*** TEXTE FOURNI ***

Avec Society, la presse d’informations pour les “bobos” parisiens n’est plus orpheline. Elle qui ne comptait que Les Inrockuptibles depuis 1986 s’est enrichie d’un nouveau quinzomadaire le 6 mars. Le nouveau venu, édité par So Press (So Foot, So Film, etc…), pourrait faire très mal à l’hebdomadaire déclinant (OJD DSH 2014 : 36 440 exemplaires, ‑13,1%), détenu par Les Éditions indépendantes du banquier d’affaires, Matthieu Pigasse. Le co-actionnaire du groupe Le Monde trouve face à lui un éditeur, Essec, trentaine, Franck Annese, à qui tout réussi depuis 2003.
Pour trancher avec son aîné, mais aussi avec la famille des newsmagazines en général (Le Point, L’Express, L’Obs), Society utilise les deux recettes qui ont fait le succès So Foot (DSH OJD 2014 : 49 988 exemplaires, +1,8%), concernant l’actualité du football. Le quinzomadaire proposera des articles longs et au ton léger et distancié. Les rubriques classiques des newsmagazines y seront traitées : politique, économie, sciences, culture, faits divers, sport. So Press a basé son business plan sur des ventes de 60 000 exemplaires la seconde année. Un objectif ambitieux lorsqu’on scrute les ventes de son principal concurrent, Les Inrocks. L’hebdomadaire a encore perdu plus de 13% de sa diffusion en 2014. Il ne doit son relatif équilibre financier qu’à l’événementiel (concerts). Society compte justement renouveler largement le genre de la presse branchée pour, d’une part récupérer des lecteurs des Inrocks, et d’autre part en conquérir de nouveaux.

*** DONNÉES FOURNIES ***

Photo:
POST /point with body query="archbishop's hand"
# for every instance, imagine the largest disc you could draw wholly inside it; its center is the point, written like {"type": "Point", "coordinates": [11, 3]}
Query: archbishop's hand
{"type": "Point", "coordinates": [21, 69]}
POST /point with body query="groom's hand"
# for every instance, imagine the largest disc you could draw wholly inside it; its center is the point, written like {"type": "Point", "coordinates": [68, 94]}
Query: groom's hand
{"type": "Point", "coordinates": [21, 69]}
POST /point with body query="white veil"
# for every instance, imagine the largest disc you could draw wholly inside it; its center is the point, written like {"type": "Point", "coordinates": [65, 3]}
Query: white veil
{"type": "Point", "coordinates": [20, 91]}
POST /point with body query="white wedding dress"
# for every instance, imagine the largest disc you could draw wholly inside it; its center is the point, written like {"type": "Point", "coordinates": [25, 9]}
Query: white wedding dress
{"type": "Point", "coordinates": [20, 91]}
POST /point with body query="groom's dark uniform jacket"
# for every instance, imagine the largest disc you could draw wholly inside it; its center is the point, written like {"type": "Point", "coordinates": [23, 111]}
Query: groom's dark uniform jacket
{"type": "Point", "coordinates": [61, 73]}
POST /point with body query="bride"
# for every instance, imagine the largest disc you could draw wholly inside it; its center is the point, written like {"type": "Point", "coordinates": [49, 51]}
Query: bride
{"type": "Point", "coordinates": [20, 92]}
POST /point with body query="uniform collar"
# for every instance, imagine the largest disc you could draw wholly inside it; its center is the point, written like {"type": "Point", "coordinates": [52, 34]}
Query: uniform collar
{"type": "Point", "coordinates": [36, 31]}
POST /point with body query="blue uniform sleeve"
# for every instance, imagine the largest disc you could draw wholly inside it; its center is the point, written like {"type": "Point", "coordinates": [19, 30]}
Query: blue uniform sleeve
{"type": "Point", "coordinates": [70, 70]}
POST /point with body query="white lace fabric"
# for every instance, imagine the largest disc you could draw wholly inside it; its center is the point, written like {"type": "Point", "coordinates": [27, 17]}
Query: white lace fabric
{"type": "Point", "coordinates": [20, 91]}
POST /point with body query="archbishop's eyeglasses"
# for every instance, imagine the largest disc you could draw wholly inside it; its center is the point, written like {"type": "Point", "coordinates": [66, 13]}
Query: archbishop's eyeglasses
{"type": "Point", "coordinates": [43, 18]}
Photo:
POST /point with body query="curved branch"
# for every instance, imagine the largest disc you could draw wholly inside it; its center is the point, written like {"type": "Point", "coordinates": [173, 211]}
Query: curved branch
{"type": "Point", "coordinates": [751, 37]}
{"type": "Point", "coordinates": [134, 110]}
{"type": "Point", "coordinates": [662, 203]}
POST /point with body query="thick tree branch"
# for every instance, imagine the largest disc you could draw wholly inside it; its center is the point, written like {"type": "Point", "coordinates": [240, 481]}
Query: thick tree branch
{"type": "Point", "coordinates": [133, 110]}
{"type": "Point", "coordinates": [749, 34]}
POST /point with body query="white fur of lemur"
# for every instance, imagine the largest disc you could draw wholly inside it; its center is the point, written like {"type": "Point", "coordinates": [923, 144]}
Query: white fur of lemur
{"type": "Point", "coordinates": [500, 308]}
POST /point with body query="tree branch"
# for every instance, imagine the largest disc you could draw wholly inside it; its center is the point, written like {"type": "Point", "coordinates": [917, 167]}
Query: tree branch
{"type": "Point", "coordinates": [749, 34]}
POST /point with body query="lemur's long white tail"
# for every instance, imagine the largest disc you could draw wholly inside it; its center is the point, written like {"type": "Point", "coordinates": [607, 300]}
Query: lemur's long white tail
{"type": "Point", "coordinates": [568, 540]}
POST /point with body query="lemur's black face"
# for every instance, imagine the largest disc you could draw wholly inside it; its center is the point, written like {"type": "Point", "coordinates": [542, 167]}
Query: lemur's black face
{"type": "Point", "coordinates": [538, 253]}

***

ÉNONCÉ A:
Relevez chaque ligne des enregistrements qui contient le mot « face », en respectant la casse.
ÉNONCÉ B:
Prolongez l'article sur le lancement de Society à partir de sa dernière phrase.

RÉSULTAT A:
POST /point with body query="lemur's black face"
Query: lemur's black face

RÉSULTAT B:
Cette incertitude quant à la cible — les fameux bourgeois-bohèmes de la capitale — qui reste limitée, n’empêche par So Press d’avoir investi près de huit millions d’euros dans le lancement de Society. Le groupe a pu en financer la majeure partie sur des fonds propres grâce à ses bons résultats (500 000 euros de résultat net pour cinq millions d’euros de chiffre d’affaires en 2014). Il a aussi effectué un emprunt de 600 000 euros et procédé à une ouverture de capital de 852 000 euros. Les quatre fondateurs de So Press, Guillaume Bonamy, Franck Annese, Stéphane Régy et Sylvain Hervé, n’en détiennent plus que 80% tout en restant largement majoritaires.
L’importance de l’investissement est à la mesure du changement d’ère qu’impulse Society au sein de So Press. Le groupe, qui comptait une dizaine de CDI en 2014, est passé à 43 salariés en février. Il a recruté une vingtaine de journalistes pour mener à bien son nouveau projet, piloté en direct par trois rédacteurs en chef, Franck Annese, Stéphane Régy et Marc Beaugé (ex Inrocks). Un directeur général, Eric Karnbauer (ex Radio Nova) et un directeur du développement, Brieux Férot (ex cadre à l’université de Saint Denis) ont été recrutés. Baptiste Lambert (ex KM production) avait déjà pris la direction administrative et financière de So Press à la rentrée de septembre. Il a succédé à Javier Prieto-Santos, devenu rédacteur en chef de So Foot. Le groupe, désormais sérieusement staffé veut multiplier par presque trois ses recettes en 2015 et atteindre 13 millions d’euros. Un sacré défi !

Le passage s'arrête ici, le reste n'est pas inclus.